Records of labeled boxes
>> Start

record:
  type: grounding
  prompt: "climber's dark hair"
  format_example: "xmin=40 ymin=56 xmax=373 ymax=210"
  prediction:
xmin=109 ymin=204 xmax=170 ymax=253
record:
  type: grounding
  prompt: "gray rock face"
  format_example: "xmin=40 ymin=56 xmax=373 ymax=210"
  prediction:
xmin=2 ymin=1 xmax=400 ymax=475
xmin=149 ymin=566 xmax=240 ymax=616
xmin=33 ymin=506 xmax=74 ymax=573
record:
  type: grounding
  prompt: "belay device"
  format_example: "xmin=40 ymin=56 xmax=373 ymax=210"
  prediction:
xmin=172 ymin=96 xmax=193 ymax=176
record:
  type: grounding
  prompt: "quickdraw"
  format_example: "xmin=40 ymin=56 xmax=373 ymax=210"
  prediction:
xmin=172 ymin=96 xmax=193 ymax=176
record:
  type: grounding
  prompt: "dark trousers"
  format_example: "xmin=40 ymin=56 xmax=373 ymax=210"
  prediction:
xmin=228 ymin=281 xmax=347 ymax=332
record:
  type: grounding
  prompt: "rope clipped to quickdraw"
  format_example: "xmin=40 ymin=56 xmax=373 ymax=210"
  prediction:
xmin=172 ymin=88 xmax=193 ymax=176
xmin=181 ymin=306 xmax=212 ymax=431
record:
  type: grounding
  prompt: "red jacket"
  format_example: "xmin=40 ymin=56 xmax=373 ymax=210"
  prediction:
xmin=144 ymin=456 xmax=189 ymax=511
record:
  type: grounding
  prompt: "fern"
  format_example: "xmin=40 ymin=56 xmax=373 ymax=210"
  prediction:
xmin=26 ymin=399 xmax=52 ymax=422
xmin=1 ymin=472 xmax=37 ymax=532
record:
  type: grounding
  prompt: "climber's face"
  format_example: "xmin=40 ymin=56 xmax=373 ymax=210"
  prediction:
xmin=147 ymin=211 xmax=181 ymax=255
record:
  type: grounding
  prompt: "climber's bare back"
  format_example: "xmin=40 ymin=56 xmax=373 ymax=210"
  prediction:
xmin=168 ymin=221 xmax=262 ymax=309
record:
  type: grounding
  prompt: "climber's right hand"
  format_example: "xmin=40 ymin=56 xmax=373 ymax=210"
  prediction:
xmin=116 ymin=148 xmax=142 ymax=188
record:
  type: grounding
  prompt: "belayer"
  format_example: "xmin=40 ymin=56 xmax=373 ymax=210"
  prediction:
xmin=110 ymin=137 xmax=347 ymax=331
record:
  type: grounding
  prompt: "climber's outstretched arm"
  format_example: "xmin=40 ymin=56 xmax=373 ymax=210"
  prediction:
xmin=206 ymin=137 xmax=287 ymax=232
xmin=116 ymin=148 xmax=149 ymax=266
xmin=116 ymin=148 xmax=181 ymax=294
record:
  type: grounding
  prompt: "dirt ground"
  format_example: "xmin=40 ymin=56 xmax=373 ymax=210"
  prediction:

>> End

Job
Render every line of the entries above as a numbered list, with blank lines left out.

Response to this task
1. record:
2.   type: grounding
3.   prompt: "climber's dark hair"
4.   format_example: "xmin=40 ymin=56 xmax=373 ymax=210"
5.   prediction:
6. xmin=109 ymin=204 xmax=170 ymax=253
7. record:
8.   type: grounding
9.   prompt: "gray rock face"
10.   format_example: "xmin=40 ymin=56 xmax=373 ymax=210"
11.   prediction:
12. xmin=2 ymin=1 xmax=400 ymax=475
13. xmin=149 ymin=566 xmax=240 ymax=616
14. xmin=33 ymin=506 xmax=74 ymax=573
15. record:
16.   type: grounding
17.   prompt: "belay device"
18.   format_example: "xmin=40 ymin=56 xmax=373 ymax=210"
19.   prediction:
20. xmin=172 ymin=96 xmax=193 ymax=176
21. record:
22.   type: grounding
23.   prompt: "quickdraw"
24.   format_example: "xmin=40 ymin=56 xmax=373 ymax=210"
25.   prediction:
26. xmin=172 ymin=96 xmax=193 ymax=176
27. record:
28.   type: grounding
29.   prompt: "dark trousers"
30.   format_example: "xmin=40 ymin=56 xmax=373 ymax=210"
31.   prediction:
32. xmin=228 ymin=281 xmax=347 ymax=332
33. record:
34.   type: grounding
35.   prompt: "rope clipped to quickdraw"
36.   format_example: "xmin=40 ymin=56 xmax=373 ymax=210"
37.   prediction:
38. xmin=172 ymin=88 xmax=193 ymax=176
39. xmin=181 ymin=306 xmax=212 ymax=431
40. record:
41.   type: grounding
42.   prompt: "red jacket"
43.   format_example: "xmin=40 ymin=56 xmax=373 ymax=210"
44.   prediction:
45. xmin=144 ymin=456 xmax=189 ymax=511
46. record:
47.   type: grounding
48.   prompt: "fern"
49.   format_example: "xmin=40 ymin=56 xmax=373 ymax=210"
50.   prediction:
51. xmin=26 ymin=399 xmax=52 ymax=422
52. xmin=1 ymin=472 xmax=37 ymax=532
53. record:
54.   type: grounding
55.   prompt: "climber's face"
56.   format_example: "xmin=40 ymin=56 xmax=373 ymax=210"
57.   prediction:
58. xmin=147 ymin=211 xmax=181 ymax=255
59. record:
60.   type: grounding
61.   prompt: "climber's bare back"
62.   format_example: "xmin=40 ymin=56 xmax=373 ymax=210"
63.   prediction:
64. xmin=168 ymin=221 xmax=262 ymax=309
65. record:
66.   type: grounding
67.   prompt: "climber's right hand"
68.   format_example: "xmin=40 ymin=56 xmax=373 ymax=210"
69.   prediction:
70. xmin=116 ymin=148 xmax=142 ymax=188
71. record:
72.   type: grounding
73.   prompt: "belayer"
74.   format_example: "xmin=40 ymin=56 xmax=373 ymax=210"
75.   prediction:
76. xmin=110 ymin=137 xmax=347 ymax=331
77. record:
78.   type: grounding
79.   prompt: "climber's outstretched arm"
80.   format_example: "xmin=40 ymin=56 xmax=373 ymax=210"
81.   prediction:
82. xmin=206 ymin=137 xmax=287 ymax=232
83. xmin=116 ymin=148 xmax=149 ymax=266
84. xmin=116 ymin=148 xmax=181 ymax=294
85. record:
86.   type: grounding
87.   prompt: "dirt ground"
88.   format_example: "xmin=40 ymin=56 xmax=373 ymax=210"
89.   prediction:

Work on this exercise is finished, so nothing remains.